# [Texte retenu]
---
Nous en sommes p. 121 des Cinq psychanalyses. Freud décrit maintenant ce qu’on peut appeler les effets de son interprétation. Au cours de sa rencontre avec le Petit-Hans, Freud lui a en effet dit « Bien avant qu’il ne vint au monde, j’avais déjà su qu’un Petit Hans naîtrait un jour qui aimerait tellement sa mère qu’il serait par la suite forcé de d’avoir peur de son père, et je l’avais annoncé à son père. »
On ne peut qu’admirer l’élégance de cette formulation. Il présente en effet cette interprétation comme une histoire, comme un conte pour enfant. Il joue au magicien ou un devin. L’essentiel porte sur le fait que ce ne sont pas des chevaux dont le Petit Hans a peur mais de son père.
En haut de la p.121, Freud nous annonce ce qui va se passer à la suite de cette interprétation : « A partir du jour de cette consultation, je reçus des rapports presque quotidiens relatant les changements survenus dans l’état du petit patient. On ne pouvait s’attendre à ce que ma communication l’eut délivré d’un seul coup de son angoisse, mais il devint visible que la possibilité lui était maintenant donnée de mettre à jour ses productions inconscientes et procéder à la guérison de sa phobie. A partir de là il réalisa un programme que je fus à même de prédire à son père. »
Deux remarques à propos de ce passage :
C’est curieux le rôle de devin, de chiromancien que se donne Freud par rapport à cette analyse du Petit-Hans. Il est rare de plus qu’il affiche ainsi tellement de certitudes. Je pense que ce qu’il soutient fermement et ce par rapport à l’analyse d’enfant c’est l’assise solide que nous donne l’œdipe. Il peut en mettre sa main au feu qu’il s’agira dans toute analyse, de l’amour pour la mère et de la haine du père sauf que c’est un peu plus compliqué pour le sujet névrosé et qui a aussi décrit à côté de cet Œdipe positif, l’œdipe dit inversé ou négatif et de plus l’œdipe qu’il appelle complet, soit composé de l’œdipe positif et négatif. Cet Œdipe complet comportant à la fois, haine et amour pour la mère, haine et amour pour le père.
On peut en effet retrouver les traces de cet Œdipe complet dans cette analyse du Petit Hans. C’est d’ailleurs parce qu’il aime beaucoup son père qu’il refoule la haine qu’il éprouve pour lui. Ces différentes composantes de l’œdipe sont décrites dans les Essais de psychanalyse dans le chapitre Le moi et le Surmoi (idéal du moi).
---
# [Données fournies]
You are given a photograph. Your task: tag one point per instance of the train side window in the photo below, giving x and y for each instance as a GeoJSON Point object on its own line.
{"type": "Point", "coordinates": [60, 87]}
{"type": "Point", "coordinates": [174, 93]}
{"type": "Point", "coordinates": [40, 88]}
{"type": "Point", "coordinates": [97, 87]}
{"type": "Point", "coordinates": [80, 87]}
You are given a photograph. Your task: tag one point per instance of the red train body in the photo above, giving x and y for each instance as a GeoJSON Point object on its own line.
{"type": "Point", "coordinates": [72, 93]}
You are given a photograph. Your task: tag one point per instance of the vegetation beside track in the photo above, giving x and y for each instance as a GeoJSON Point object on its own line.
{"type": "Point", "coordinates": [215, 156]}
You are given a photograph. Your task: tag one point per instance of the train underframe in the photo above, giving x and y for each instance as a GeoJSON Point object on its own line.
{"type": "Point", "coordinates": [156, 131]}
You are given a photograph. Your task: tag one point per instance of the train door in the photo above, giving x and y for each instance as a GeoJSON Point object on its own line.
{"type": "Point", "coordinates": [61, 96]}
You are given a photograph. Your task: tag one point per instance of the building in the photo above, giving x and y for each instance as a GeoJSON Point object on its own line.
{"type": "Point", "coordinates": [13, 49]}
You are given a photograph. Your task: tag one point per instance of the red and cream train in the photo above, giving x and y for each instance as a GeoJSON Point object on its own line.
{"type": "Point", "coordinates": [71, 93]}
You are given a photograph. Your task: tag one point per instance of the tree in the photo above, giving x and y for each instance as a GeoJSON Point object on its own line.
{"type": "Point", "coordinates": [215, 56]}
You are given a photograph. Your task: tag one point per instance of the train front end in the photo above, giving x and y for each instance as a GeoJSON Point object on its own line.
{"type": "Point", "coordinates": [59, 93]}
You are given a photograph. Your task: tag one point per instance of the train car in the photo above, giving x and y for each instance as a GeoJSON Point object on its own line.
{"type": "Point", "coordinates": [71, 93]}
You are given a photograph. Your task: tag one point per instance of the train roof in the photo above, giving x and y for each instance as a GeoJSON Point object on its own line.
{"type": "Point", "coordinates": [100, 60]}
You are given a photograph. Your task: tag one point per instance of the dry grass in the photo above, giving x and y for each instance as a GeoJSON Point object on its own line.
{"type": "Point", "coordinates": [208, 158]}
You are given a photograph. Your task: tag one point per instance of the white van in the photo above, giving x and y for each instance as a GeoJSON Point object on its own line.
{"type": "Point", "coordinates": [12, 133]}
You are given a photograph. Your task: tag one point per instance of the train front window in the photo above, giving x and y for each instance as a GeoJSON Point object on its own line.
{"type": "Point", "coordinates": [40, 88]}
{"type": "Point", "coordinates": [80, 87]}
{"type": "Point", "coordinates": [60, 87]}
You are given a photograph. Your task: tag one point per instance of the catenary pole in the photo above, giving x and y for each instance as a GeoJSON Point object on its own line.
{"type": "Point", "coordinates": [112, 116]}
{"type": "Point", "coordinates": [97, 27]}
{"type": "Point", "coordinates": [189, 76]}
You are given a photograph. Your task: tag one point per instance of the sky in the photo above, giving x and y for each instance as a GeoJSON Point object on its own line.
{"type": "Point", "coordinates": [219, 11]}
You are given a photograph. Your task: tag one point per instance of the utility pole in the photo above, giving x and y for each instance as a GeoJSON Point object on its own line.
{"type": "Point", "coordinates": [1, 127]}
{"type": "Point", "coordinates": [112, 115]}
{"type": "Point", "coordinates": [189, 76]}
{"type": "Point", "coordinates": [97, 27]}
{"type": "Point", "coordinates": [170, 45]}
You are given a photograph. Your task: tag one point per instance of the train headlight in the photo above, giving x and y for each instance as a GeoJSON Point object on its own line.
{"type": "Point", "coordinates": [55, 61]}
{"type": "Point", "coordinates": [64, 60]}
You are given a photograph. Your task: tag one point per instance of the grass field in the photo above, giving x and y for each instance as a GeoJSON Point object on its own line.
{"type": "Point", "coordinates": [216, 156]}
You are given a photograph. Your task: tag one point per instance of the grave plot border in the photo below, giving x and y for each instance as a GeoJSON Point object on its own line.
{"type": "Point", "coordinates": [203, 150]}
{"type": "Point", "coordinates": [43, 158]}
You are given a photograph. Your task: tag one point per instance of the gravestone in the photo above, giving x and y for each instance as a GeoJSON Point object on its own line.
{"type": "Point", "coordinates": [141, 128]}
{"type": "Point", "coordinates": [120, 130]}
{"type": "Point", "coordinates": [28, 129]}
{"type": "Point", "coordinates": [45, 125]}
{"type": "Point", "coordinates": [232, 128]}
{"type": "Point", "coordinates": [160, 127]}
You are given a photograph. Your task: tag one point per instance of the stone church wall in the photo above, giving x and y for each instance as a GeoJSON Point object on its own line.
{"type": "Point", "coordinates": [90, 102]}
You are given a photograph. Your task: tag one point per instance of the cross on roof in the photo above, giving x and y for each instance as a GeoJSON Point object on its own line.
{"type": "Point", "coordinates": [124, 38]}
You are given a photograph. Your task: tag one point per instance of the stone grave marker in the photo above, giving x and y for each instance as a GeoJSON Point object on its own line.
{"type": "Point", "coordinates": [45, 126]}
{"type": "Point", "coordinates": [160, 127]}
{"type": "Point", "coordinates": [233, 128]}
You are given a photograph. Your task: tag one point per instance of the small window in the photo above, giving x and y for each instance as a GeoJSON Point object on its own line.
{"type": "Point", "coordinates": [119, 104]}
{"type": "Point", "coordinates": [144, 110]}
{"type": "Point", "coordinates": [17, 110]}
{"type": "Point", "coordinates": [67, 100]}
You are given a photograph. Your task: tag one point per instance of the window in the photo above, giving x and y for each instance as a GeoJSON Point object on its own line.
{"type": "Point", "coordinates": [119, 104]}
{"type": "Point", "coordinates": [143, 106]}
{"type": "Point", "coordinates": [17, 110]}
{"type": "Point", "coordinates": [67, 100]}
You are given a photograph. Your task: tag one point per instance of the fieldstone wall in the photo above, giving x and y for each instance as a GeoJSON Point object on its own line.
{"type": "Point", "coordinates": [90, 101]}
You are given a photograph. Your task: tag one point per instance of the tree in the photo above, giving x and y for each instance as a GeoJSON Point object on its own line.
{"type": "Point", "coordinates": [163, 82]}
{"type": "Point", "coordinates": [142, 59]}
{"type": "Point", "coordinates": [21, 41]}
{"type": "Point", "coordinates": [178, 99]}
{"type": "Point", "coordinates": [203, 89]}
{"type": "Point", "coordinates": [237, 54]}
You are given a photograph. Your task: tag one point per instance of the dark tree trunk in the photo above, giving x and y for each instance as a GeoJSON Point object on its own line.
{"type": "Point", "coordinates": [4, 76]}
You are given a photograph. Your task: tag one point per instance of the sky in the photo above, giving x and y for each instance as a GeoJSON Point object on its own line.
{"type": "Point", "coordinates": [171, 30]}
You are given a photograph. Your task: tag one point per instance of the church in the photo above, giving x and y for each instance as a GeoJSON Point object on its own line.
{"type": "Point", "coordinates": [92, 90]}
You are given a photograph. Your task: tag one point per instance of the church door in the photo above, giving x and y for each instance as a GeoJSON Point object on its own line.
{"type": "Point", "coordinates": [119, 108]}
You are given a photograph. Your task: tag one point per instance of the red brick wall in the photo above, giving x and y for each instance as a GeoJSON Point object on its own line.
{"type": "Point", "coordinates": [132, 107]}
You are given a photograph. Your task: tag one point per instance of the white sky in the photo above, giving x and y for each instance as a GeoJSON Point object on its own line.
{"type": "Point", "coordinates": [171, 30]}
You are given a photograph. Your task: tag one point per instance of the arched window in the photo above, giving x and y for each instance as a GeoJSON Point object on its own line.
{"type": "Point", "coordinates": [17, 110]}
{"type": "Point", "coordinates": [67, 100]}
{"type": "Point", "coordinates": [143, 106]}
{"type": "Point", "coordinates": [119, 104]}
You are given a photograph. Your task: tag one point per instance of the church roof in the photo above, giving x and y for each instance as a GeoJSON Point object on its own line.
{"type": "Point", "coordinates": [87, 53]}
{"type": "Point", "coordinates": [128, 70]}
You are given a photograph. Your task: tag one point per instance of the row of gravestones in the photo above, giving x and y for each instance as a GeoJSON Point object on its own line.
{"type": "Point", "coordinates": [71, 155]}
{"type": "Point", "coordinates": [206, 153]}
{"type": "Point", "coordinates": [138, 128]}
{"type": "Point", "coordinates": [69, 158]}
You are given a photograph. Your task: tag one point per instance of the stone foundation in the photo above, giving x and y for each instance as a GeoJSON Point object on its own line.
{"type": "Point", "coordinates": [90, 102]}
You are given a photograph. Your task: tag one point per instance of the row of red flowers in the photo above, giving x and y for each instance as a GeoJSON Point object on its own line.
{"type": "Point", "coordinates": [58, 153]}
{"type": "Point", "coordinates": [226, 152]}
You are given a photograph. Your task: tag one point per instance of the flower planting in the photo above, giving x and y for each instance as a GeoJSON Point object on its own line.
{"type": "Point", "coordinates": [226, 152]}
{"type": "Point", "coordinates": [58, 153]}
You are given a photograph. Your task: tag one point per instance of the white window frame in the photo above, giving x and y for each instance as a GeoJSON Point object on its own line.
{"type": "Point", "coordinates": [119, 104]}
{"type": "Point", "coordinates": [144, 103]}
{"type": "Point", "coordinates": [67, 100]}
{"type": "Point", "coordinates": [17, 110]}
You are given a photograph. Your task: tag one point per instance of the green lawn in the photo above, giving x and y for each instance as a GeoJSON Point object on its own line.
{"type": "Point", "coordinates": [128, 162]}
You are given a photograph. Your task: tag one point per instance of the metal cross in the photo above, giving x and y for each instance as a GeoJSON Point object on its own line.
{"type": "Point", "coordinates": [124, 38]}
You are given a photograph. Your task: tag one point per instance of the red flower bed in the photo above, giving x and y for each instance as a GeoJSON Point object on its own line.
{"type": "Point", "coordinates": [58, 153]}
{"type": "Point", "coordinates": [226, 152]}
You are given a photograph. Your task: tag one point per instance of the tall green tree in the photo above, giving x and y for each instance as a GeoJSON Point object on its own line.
---
# [Consigne 1]
Recopiez le texte sur le Petit Hans entre « On peut en effet » et « (idéal du moi). », inclus, en substituant « dissimule » à « refoule ».
# [Consigne 2]
Reprenez le texte sur le Petit Hans là où il s'arrête et poursuivez-le.

# [Résultat 1]
On peut en effet retrouver les traces de cet Œdipe complet dans cette analyse du Petit Hans. C’est d’ailleurs parce qu’il aime beaucoup son père qu’il dissimule la haine qu’il éprouve pour lui. Ces différentes composantes de l’œdipe sont décrites dans les Essais de psychanalyse dans le chapitre Le moi et le Surmoi (idéal du moi).

# [Résultat 2]
Le petit Hans a « un programme à réaliser ». Ce programme quel est-il ? Il a été fixé de fait par l’interprétation de Freud à savoir que c’est de son père qu’il a peur et non pas des chevaux.
Ce programme il consiste à faire coïncider ses « productions inconscientes » avec l’interprétation que Freud a fait coexister pour lui, au niveau conscient. Il avait procédé de la même façon avec L’homme aux rats, quand dès les premières séances il lui avait dit combien dans son enfance il avait dû souhaiter la mort de son père. Ce que l’Homme aux rats avait bien sûr commencé par nier de toutes ses forces.
Ce programme à réaliser, c’est ce que Lacan a appelé « la tache psychanalysante ». C’est l’analysant qui travaille, même si c’est le psychanalyste qui s’y engage de son acte.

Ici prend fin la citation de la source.